> [Passage to read]
= = =
Designated February 21, 2017
The Morningside Heights Historic District consists of approximately 115 residential and institution buildings representing the district’s rapid transformation at the turn of the last century into a densely populated neighborhood.
The first institution to move into the area was New York Hospital, which began purchasing land in 1816 to establish the Bloomingdale Insane Asylum (on the present-day campus of Columbia University) and the Leake and Watts Orphan Asylum (on the present-day campus of St. John the Divine) in 1821 and 1834, respectively. The stigma of an insane asylum, compounded by inadequate transit access to the area, hindered other development until the late 19th century, when the hospital auctioned off its real estate holdings and relocated to White Plains in favor of more space and fresher air. The asylum’s relocation prompted a flurry of development by other institutions intent on expansion, starting with the Cathedral of St. John the Divine in 1887 and followed by St. Luke’s Hospital, Columbia College and Teacher’s College in 1892.
= = =
> [Supplied material]

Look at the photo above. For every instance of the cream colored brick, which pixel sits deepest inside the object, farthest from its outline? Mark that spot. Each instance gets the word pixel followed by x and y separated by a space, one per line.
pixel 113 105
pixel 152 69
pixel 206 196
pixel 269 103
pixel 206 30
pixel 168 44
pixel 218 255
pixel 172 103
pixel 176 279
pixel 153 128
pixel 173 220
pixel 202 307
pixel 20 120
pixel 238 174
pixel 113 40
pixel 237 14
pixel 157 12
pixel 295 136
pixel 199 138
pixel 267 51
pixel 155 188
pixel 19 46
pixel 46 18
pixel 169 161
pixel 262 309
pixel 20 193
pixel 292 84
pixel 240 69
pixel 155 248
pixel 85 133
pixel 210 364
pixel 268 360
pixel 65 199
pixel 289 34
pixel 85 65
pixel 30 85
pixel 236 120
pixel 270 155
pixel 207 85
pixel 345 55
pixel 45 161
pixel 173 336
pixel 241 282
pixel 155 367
= = =
> [What you will do]
A) In the Morningside Heights Historic District text, to what place did the hospital relocate after auctioning off its real estate holdings?
B) Rewrite the stretch of the Morningside Heights Historic District text from "The first institution" through "College in 1892.", replacing "fresher air" with "cleaner air".
C) Extend the Morningside Heights Historic District text past its last sentence.

> [Per-task answers]
A) White Plains

B)
The first institution to move into the area was New York Hospital, which began purchasing land in 1816 to establish the Bloomingdale Insane Asylum (on the present-day campus of Columbia University) and the Leake and Watts Orphan Asylum (on the present-day campus of St. John the Divine) in 1821 and 1834, respectively. The stigma of an insane asylum, compounded by inadequate transit access to the area, hindered other development until the late 19th century, when the hospital auctioned off its real estate holdings and relocated to White Plains in favor of more space and cleaner air. The asylum’s relocation prompted a flurry of development by other institutions intent on expansion, starting with the Cathedral of St. John the Divine in 1887 and followed by St. Luke’s Hospital, Columbia College and Teacher’s College in 1892.

C)
The introduction of the subway into Morningside Heights in 1904, coupled with the neighborhood’s magnificent parks and prestigious institutions, led to a frenzy of speculative apartment house construction, attracting middle-class residents who could now commute directly downtown to work. Even before the advent of zoning regulations for land use, developers erected rowhouses and modest apartment buildings on the side streets and grand apartment houses on the avenues, with particularly monumental examples on Riverside Drive, Claremont Avenue and Cathedral Parkway, and mixed-use commercial buildings along Broadway, giving the neighborhood a heterogeneous yet cohesive character. Morningside Heights’ unorthodox yet distinctive sense of place comes from the coexistence of residential and institutional clusters, as exemplified by elegant rowhouses and apartment buildings just steps away from renowned academic institutions and houses of worship.